"""

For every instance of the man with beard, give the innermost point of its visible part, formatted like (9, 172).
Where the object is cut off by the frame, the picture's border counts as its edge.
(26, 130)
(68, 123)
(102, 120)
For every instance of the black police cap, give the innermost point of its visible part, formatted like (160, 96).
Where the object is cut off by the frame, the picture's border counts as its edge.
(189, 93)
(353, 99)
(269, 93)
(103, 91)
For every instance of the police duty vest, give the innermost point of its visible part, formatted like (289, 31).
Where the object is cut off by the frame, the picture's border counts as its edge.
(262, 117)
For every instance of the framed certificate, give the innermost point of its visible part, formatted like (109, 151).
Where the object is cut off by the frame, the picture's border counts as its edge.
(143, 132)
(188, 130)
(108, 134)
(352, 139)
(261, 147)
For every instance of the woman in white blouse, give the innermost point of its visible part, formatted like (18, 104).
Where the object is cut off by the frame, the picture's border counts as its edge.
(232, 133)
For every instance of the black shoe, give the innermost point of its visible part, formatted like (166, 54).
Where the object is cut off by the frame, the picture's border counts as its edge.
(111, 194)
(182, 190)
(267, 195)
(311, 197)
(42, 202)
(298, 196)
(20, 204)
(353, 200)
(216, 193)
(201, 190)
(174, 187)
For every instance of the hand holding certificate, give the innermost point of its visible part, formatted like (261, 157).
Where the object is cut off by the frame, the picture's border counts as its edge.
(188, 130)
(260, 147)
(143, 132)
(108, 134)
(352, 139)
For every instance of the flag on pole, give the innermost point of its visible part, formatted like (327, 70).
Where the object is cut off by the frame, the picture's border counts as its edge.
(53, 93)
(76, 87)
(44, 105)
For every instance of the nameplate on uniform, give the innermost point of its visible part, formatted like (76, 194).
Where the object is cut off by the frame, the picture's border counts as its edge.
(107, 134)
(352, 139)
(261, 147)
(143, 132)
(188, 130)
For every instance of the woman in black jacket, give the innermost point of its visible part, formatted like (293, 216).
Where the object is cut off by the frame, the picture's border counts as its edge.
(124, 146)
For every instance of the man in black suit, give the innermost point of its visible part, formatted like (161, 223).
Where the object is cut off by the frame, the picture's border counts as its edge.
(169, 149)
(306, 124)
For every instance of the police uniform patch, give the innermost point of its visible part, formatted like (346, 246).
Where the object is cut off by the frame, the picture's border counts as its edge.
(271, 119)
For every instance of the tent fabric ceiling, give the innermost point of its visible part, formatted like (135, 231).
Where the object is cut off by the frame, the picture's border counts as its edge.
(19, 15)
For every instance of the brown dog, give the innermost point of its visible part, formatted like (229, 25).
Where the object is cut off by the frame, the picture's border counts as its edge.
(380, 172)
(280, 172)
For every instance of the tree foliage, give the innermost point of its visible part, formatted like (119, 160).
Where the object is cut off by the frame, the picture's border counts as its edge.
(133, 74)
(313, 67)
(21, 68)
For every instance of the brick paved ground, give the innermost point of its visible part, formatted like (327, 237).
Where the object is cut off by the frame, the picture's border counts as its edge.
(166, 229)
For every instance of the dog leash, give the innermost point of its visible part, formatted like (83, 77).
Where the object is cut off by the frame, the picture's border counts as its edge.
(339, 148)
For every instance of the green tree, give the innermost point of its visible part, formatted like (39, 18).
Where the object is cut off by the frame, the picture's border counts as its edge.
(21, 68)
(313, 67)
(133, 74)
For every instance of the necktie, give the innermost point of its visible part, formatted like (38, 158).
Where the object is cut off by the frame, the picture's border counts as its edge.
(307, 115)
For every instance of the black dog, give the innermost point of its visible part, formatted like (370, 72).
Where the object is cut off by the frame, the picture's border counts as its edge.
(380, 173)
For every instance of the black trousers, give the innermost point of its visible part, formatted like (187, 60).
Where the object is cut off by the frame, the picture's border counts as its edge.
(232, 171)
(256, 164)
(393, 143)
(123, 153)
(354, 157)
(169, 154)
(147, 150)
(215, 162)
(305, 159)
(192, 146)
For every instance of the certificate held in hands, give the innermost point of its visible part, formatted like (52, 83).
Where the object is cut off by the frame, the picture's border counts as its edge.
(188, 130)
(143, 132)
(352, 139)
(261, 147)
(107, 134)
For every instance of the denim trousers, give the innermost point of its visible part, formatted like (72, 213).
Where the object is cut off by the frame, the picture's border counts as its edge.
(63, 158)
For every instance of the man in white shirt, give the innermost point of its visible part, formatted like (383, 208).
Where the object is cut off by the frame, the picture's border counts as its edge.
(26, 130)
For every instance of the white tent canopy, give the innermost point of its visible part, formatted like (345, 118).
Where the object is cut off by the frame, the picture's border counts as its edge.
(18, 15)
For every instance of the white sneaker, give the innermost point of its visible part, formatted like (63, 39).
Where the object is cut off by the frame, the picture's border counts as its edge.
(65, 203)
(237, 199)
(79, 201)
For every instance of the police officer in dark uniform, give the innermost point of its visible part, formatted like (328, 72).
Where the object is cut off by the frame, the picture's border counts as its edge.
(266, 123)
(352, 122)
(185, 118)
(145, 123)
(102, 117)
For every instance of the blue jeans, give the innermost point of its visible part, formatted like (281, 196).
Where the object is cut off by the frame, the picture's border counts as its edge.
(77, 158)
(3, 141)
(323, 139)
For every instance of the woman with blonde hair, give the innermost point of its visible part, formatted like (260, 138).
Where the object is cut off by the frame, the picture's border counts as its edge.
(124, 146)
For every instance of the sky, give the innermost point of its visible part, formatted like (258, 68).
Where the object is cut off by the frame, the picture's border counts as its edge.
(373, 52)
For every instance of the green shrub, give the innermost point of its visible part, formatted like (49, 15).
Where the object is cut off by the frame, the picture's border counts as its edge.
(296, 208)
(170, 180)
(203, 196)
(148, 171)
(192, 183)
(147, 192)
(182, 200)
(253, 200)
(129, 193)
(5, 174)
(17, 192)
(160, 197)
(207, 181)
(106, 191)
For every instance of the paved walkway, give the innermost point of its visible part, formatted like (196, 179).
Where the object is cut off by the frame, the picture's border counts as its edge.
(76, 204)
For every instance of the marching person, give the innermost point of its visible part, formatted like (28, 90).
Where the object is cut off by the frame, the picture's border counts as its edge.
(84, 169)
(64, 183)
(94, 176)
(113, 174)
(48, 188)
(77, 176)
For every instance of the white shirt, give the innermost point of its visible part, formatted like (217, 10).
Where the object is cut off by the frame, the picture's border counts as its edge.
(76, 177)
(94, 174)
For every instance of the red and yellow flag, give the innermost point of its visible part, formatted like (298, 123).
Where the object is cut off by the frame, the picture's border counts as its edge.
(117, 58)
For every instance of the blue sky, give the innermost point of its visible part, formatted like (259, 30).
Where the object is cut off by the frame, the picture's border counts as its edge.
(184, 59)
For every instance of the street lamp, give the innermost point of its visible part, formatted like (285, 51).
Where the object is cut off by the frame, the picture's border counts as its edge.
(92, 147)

"""

[Problem description]
Output the whole listing exactly.

[Exercise response]
For every instance of the man with beard, give the innermost point of its visible part, formatted like (9, 172).
Where the object is cut off by the frame, the picture's border counts as its edge.
(26, 130)
(68, 123)
(102, 120)
For every instance of the black police cap, give the innermost point of its visible part, formatted like (160, 96).
Where the object is cut off by the frame, the picture's border counts as its edge.
(189, 93)
(353, 99)
(269, 93)
(103, 91)
For every instance of the police duty vest, give the innermost point of its visible part, formatted like (289, 31).
Where the object is cut off by the frame, the picture's border counts as its edge.
(262, 117)
For every instance of the framed certificate, give the innermost point of its visible part, formatted like (109, 151).
Where the object is cut off by the frame, the picture's border counts as its edge.
(143, 132)
(188, 130)
(108, 134)
(352, 139)
(261, 147)
For every instance of the woman in white blouse, give the innermost point of its visible part, formatted like (18, 104).
Where the object is cut off by the frame, the picture's border counts as its edge.
(232, 133)
For every instance of the black shoe, give the innermost point of its visible part, formatted like (166, 54).
Where the object is cut off by the frame, the picture's border counts as its edge.
(111, 194)
(182, 190)
(267, 195)
(311, 197)
(42, 202)
(298, 196)
(20, 204)
(353, 200)
(216, 193)
(201, 190)
(174, 187)
For every instance of the hand holding certificate, give the innermost point of its visible part, formatted like (261, 157).
Where the object is cut off by the frame, the picture's border counts as its edge.
(188, 130)
(260, 147)
(143, 132)
(108, 134)
(352, 139)
For every instance of the flag on pole, give the innermost point of its visible part, formatted like (327, 70).
Where the object is cut off by the frame, the picture's border counts as its edge.
(53, 93)
(76, 87)
(44, 105)
For every instance of the nameplate on uniform, give the innermost point of its visible part, formatted like (76, 194).
Where the object is cut off by the frame, the picture's border counts as its edge.
(107, 134)
(352, 139)
(261, 147)
(143, 132)
(188, 130)
For every instance of the woman in black jacket, give the innermost point of its visible part, formatted like (293, 216).
Where the object is cut off by the frame, the picture's border counts as its edge.
(124, 146)
For every instance of the man in black suit, give the innermost point of its visible part, formatted like (161, 223).
Where the object is cut off by the frame, the picture's border counts as its edge.
(169, 149)
(306, 124)
For every instance of the police uniform patch, give the innermost point of its visible part, formatted like (346, 246).
Where the object is cut off by the frame, the picture's border counts as its edge.
(271, 119)
For every instance of the tent fabric ceiling, give the innermost point of its visible part, formatted like (135, 231).
Where the object is cut off by the frame, the picture's border counts as its edge.
(19, 15)
For every instance of the brown dog, give the innermost point of its visible part, formatted like (229, 25).
Where the object is cut off by the frame, the picture's border counts as its edge.
(380, 172)
(280, 172)
For every instance of the tree foliage, give the innermost point of its visible part, formatted like (119, 160).
Where the object is cut off by the frame, the picture's border counts as its edge.
(133, 74)
(313, 67)
(21, 68)
For every instance of the brick paved ground, give the innermost point of its visible part, formatted like (327, 237).
Where the object is cut off by the frame, the picture's border counts as its edge.
(166, 229)
For every instance of the dog leash, give the innermost point of its visible part, formatted like (83, 77).
Where the object is cut off by the frame, the picture's border counts as its edge.
(339, 148)
For every instance of the green tree, give the innermost point of its visible part, formatted like (39, 18).
Where the object is cut off by the frame, the picture's border counts as its edge.
(21, 68)
(313, 67)
(133, 74)
For every instance of the necktie, give the innermost point of its visible part, formatted like (38, 158).
Where the object is cut off by the frame, the picture's border counts as its edge.
(307, 115)
For every instance of the black dog, give the innermost point of its visible part, formatted like (370, 72).
Where the object is cut off by the frame, the picture's border counts as its edge.
(380, 173)
For every instance of the black trousers, give the innermost point of its visible part, formatted like (187, 60).
Where the object is cut off by the frame, the picture's border counts as its edge.
(232, 171)
(256, 164)
(393, 143)
(123, 153)
(354, 157)
(169, 154)
(147, 150)
(215, 162)
(305, 159)
(192, 146)
For every instance of the certificate held in hands, give the innermost point of its visible part, formatted like (52, 83).
Where the object is cut off by the frame, the picture's border counts as its edge.
(188, 130)
(143, 132)
(352, 139)
(261, 147)
(107, 134)
For every instance of the denim trousers, give the innermost point of its visible part, formatted like (72, 213).
Where the object is cut off by the frame, the picture's border counts as its edge.
(63, 158)
For every instance of the man in white shirt, give the innermost point of its visible part, formatted like (383, 208).
Where the object is cut off by the frame, the picture's border counts as its edge.
(26, 130)
For every instance of the white tent canopy, give the innermost point of its visible part, formatted like (345, 118).
Where the object is cut off by the frame, the picture's border counts as its edge.
(18, 15)
For every instance of the white sneaker, give the innermost point of its visible part, formatted like (63, 39).
Where the object is cut off by the frame, the picture's border counts as its edge.
(65, 203)
(237, 199)
(79, 201)
For every instance of the police officer in dark uniform, give the innermost point of its visible part, formatted like (328, 72).
Where the object is cut off by the frame, the picture's border counts as its edge.
(266, 123)
(352, 122)
(185, 118)
(145, 123)
(102, 117)
For every instance of the blue jeans, give the innermost point of its visible part, formatted like (281, 196).
Where the object is cut off by the frame, the picture's border counts as its edge.
(77, 158)
(3, 141)
(323, 139)
For every instance of the woman with blonde hair, give the innermost point of its visible part, formatted like (260, 138).
Where the object is cut off by the frame, the picture's border counts as its edge.
(124, 146)
For every instance of the sky, give the innermost point of its visible part, formatted like (258, 68).
Where the object is cut off by the frame, the picture's border counts as its edge.
(373, 52)
For every instance of the green shrub, give the innermost point of its visible part, formatted like (49, 15).
Where the object is cut off by the frame, the picture's border counts as its edge.
(296, 208)
(170, 180)
(203, 196)
(148, 171)
(192, 183)
(147, 192)
(182, 200)
(253, 200)
(129, 193)
(5, 174)
(17, 192)
(160, 197)
(207, 181)
(106, 191)
For every instance of the paved walkway, give the innermost point of its visible part, formatted like (196, 179).
Where the object is cut off by the frame, the picture's border counts as its edge.
(76, 204)
For every instance of the marching person, give the innermost point of its visible part, formatted like (28, 90).
Where the object is cut off by the frame, the picture's border counts as its edge.
(84, 169)
(64, 183)
(94, 176)
(113, 174)
(48, 188)
(77, 176)
For every instance of the white shirt, give the innermost point of its visible part, formatted like (217, 10).
Where the object is cut off by the frame, the picture's border counts as its edge.
(76, 177)
(94, 174)
For every instance of the red and yellow flag, give the innermost point of its visible part, formatted like (298, 123).
Where the object is cut off by the frame, the picture's border counts as its edge.
(117, 58)
For every instance of the blue sky, give the innermost point of its visible part, formatted like (259, 30).
Where the object is cut off by the frame, the picture's border counts as its edge.
(184, 59)
For every instance of the street lamp, give the innermost point of its visible part, formatted like (285, 51).
Where the object is cut off by the frame, the picture's border counts as its edge.
(92, 147)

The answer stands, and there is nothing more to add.